----- Entries shown
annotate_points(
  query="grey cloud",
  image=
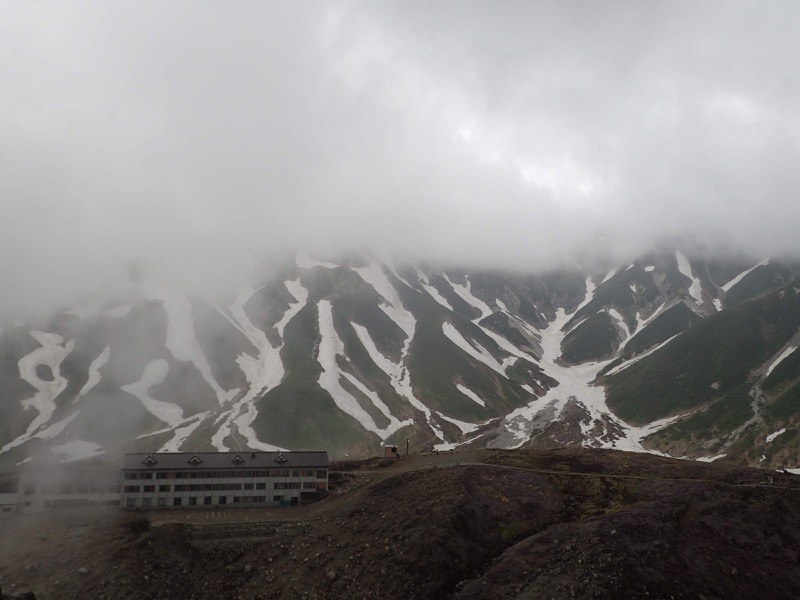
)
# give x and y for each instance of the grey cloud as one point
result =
(204, 136)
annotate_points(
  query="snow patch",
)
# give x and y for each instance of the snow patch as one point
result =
(300, 294)
(742, 275)
(602, 428)
(263, 372)
(711, 458)
(465, 291)
(155, 372)
(181, 339)
(120, 311)
(470, 394)
(399, 375)
(783, 355)
(608, 276)
(330, 346)
(304, 261)
(772, 436)
(94, 372)
(462, 425)
(477, 351)
(52, 352)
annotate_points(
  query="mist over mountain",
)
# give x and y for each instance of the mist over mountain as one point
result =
(199, 140)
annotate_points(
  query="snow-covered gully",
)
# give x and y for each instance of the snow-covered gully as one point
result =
(600, 428)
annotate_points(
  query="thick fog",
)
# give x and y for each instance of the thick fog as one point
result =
(200, 137)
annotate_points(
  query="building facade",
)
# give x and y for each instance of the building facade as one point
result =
(222, 479)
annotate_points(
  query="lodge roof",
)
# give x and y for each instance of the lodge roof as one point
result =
(224, 460)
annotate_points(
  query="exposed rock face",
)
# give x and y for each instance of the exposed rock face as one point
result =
(522, 524)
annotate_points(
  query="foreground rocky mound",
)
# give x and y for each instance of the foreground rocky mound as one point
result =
(569, 523)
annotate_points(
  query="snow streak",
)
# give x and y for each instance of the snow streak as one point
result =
(696, 289)
(575, 383)
(330, 346)
(742, 275)
(52, 352)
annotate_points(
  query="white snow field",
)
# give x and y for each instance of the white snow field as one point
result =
(434, 293)
(775, 434)
(120, 311)
(465, 291)
(696, 289)
(398, 373)
(470, 394)
(52, 352)
(262, 372)
(304, 261)
(155, 372)
(742, 275)
(330, 347)
(78, 450)
(781, 357)
(476, 351)
(94, 373)
(575, 382)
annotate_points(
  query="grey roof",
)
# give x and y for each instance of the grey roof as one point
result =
(224, 460)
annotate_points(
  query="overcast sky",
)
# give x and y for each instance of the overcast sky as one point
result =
(209, 134)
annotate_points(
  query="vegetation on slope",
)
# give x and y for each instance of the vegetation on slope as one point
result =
(595, 338)
(710, 362)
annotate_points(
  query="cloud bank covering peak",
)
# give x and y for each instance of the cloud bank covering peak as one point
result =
(205, 137)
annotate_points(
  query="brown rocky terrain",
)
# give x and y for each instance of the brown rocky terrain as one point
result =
(568, 523)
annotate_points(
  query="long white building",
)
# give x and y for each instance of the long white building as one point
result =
(203, 479)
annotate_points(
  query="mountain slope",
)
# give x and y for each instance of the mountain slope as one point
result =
(350, 354)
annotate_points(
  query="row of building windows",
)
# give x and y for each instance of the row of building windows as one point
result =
(206, 501)
(73, 502)
(221, 487)
(70, 489)
(228, 474)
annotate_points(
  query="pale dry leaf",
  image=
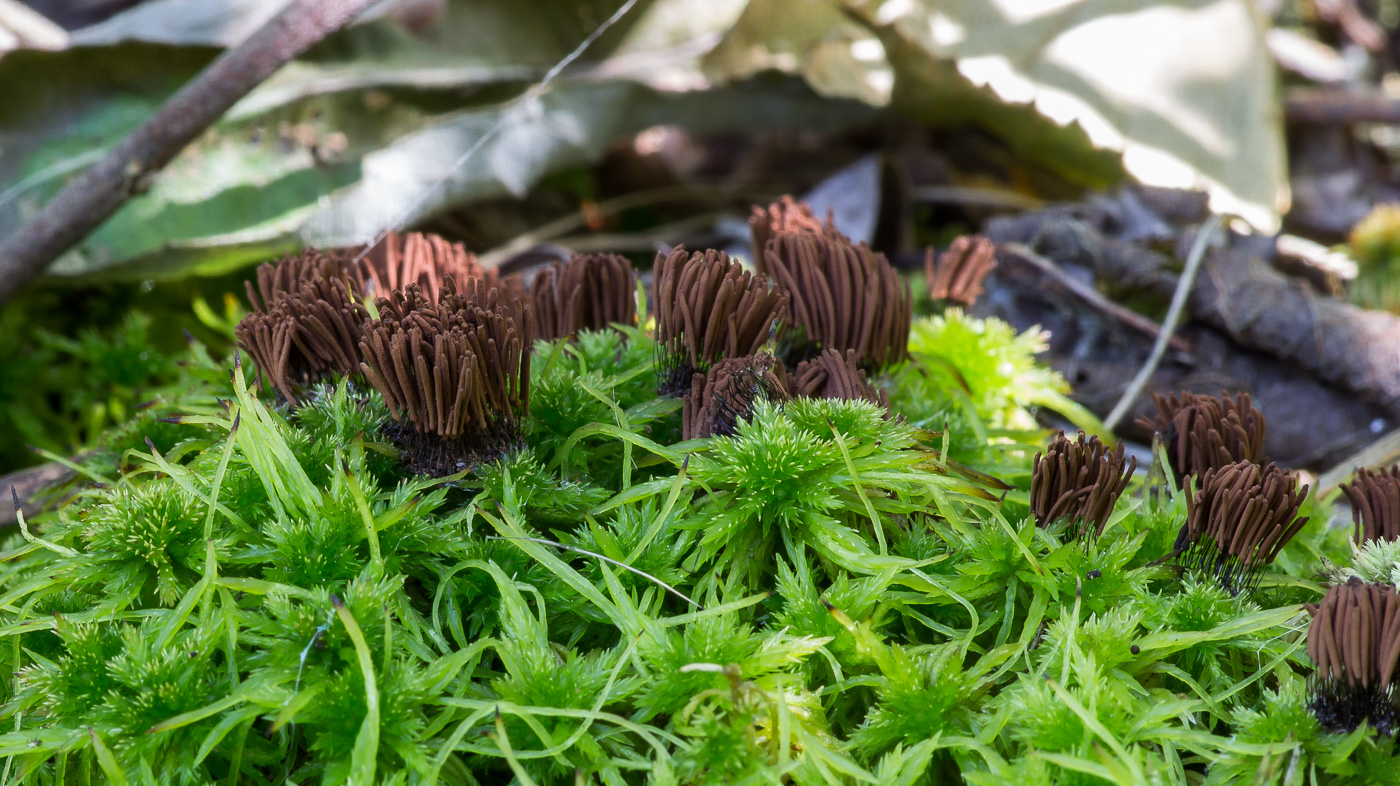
----------
- [What to produce] Please count the lines above that contain the string "lodge". Give only the number.

- [Answer to this task] 2